About this task>
The reply should contain every entry exactly as given, with no pictures in it.

### Information shown

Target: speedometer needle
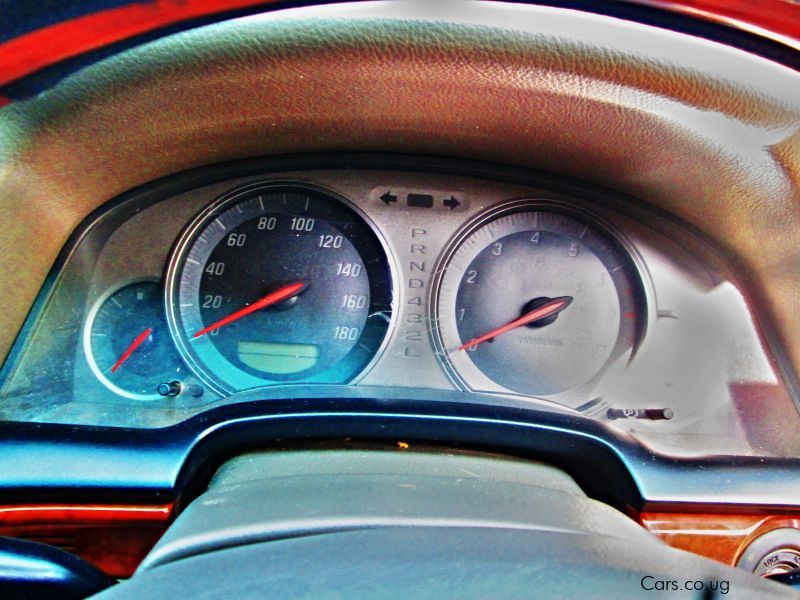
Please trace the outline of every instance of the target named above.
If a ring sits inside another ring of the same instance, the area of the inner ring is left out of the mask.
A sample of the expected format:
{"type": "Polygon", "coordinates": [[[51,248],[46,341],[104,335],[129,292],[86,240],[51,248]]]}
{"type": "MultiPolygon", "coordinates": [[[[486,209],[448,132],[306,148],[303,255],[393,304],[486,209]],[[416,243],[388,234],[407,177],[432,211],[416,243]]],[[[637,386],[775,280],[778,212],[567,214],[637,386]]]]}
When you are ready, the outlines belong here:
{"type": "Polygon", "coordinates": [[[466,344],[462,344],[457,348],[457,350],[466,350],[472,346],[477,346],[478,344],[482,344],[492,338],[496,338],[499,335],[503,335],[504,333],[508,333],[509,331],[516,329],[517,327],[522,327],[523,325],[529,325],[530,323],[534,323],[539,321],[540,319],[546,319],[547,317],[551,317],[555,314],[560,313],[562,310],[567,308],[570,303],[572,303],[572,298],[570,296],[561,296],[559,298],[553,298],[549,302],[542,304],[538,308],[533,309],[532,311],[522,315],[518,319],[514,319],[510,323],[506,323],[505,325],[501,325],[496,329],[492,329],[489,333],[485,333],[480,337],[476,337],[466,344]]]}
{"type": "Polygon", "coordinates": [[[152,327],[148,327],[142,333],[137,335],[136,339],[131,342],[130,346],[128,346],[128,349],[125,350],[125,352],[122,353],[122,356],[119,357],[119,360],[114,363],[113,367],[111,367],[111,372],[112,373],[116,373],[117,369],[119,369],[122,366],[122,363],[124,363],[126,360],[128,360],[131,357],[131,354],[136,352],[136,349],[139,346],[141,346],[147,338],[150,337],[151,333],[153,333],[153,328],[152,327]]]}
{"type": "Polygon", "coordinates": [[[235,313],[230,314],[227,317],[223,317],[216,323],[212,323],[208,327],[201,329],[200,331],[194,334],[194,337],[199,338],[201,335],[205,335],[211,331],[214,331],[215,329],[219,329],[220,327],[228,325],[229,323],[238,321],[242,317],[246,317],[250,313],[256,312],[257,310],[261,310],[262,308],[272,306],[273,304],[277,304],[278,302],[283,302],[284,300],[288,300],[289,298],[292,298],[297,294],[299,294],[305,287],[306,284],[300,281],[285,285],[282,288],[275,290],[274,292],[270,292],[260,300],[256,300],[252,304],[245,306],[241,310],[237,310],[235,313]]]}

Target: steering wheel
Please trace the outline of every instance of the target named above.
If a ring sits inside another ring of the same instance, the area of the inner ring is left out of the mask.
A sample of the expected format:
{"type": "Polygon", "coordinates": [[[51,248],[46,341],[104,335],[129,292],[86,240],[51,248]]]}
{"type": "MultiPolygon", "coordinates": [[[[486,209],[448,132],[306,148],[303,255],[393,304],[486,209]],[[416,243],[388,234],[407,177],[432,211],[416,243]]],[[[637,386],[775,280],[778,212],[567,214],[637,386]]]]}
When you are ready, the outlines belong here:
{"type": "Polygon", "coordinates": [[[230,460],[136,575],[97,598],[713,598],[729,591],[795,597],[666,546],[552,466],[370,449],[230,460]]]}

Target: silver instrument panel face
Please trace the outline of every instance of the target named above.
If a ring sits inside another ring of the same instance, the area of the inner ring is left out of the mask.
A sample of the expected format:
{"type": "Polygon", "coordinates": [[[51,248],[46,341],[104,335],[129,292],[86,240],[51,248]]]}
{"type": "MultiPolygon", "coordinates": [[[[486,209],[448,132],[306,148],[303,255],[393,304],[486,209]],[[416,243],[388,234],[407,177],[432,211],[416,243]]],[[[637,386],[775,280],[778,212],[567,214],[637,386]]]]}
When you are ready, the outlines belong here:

######

Result>
Target: speedometer needle
Please trace the outline of every instance of the target named above.
If a ring sits inside another ring of the same instance, the area of the inner ring is left out of the mask.
A sample of the expected format:
{"type": "Polygon", "coordinates": [[[51,248],[46,341],[104,335],[129,292],[86,240],[51,248]]]}
{"type": "MultiPolygon", "coordinates": [[[[486,209],[448,132],[306,148],[303,255],[393,304],[486,209]],[[416,243],[388,234],[407,177],[432,211],[416,243]]],[[[637,386],[775,280],[778,212],[567,214],[637,386]]]]}
When you are ready, the outlines belong here:
{"type": "Polygon", "coordinates": [[[466,344],[462,344],[457,348],[457,350],[466,350],[472,346],[477,346],[478,344],[482,344],[492,338],[496,338],[499,335],[503,335],[504,333],[508,333],[509,331],[516,329],[517,327],[522,327],[523,325],[529,325],[530,323],[534,323],[539,321],[540,319],[546,319],[547,317],[551,317],[555,314],[560,313],[562,310],[567,308],[570,303],[572,303],[572,298],[570,296],[561,296],[559,298],[553,298],[549,302],[542,304],[538,308],[533,309],[532,311],[522,315],[518,319],[514,319],[510,323],[506,323],[505,325],[501,325],[496,329],[492,329],[489,333],[485,333],[480,337],[476,337],[466,344]]]}
{"type": "Polygon", "coordinates": [[[152,327],[148,327],[142,333],[137,335],[136,339],[131,342],[130,346],[128,346],[128,349],[125,350],[125,352],[122,353],[122,356],[119,357],[119,360],[114,363],[113,367],[111,367],[111,372],[112,373],[116,373],[117,369],[119,369],[122,366],[122,363],[124,363],[126,360],[128,360],[131,357],[131,354],[136,352],[136,349],[139,346],[141,346],[147,338],[150,337],[151,333],[153,333],[153,328],[152,327]]]}
{"type": "Polygon", "coordinates": [[[235,313],[230,314],[227,317],[223,317],[216,323],[212,323],[208,327],[201,329],[200,331],[194,334],[194,337],[199,338],[201,335],[205,335],[211,331],[214,331],[215,329],[219,329],[220,327],[228,325],[229,323],[238,321],[242,317],[246,317],[250,313],[256,312],[257,310],[261,310],[262,308],[272,306],[273,304],[277,304],[278,302],[283,302],[284,300],[288,300],[289,298],[292,298],[297,294],[299,294],[305,287],[306,284],[300,281],[285,285],[282,288],[275,290],[274,292],[270,292],[260,300],[256,300],[252,304],[245,306],[241,310],[237,310],[235,313]]]}

Target: steering wheel
Please trace the outline of every instance of the target named above.
If a ring sits inside another ring of the same instance, the area of the inner ring is left out of the mask.
A sample of the expected format:
{"type": "Polygon", "coordinates": [[[51,248],[46,341],[104,335],[129,292],[86,240],[51,248]]]}
{"type": "MultiPolygon", "coordinates": [[[[486,209],[448,132],[306,148],[303,255],[393,304],[486,209]],[[416,243],[388,234],[407,177],[432,211],[416,243]]],[[[637,386],[775,280],[778,212],[567,214],[637,386]]]]}
When you are ready, the outlines belong here:
{"type": "Polygon", "coordinates": [[[230,460],[136,575],[97,598],[713,598],[729,591],[795,597],[666,546],[552,466],[370,449],[230,460]]]}

Target: silver instrument panel face
Please trace the outline of every instance of the target named above.
If a ring sits inside another ring of the same instance, the area of the inner ring is left out of the mask.
A sample of the expected format:
{"type": "Polygon", "coordinates": [[[51,248],[46,341],[104,335],[129,292],[86,240],[51,248]]]}
{"type": "MultiPolygon", "coordinates": [[[[486,209],[448,132],[306,148],[303,255],[393,304],[486,209]],[[416,243],[388,234],[407,177],[432,211],[416,243]]],[[[637,386],[775,280],[778,212],[567,214],[637,386]]]]}
When you are ready, the outlines belong here:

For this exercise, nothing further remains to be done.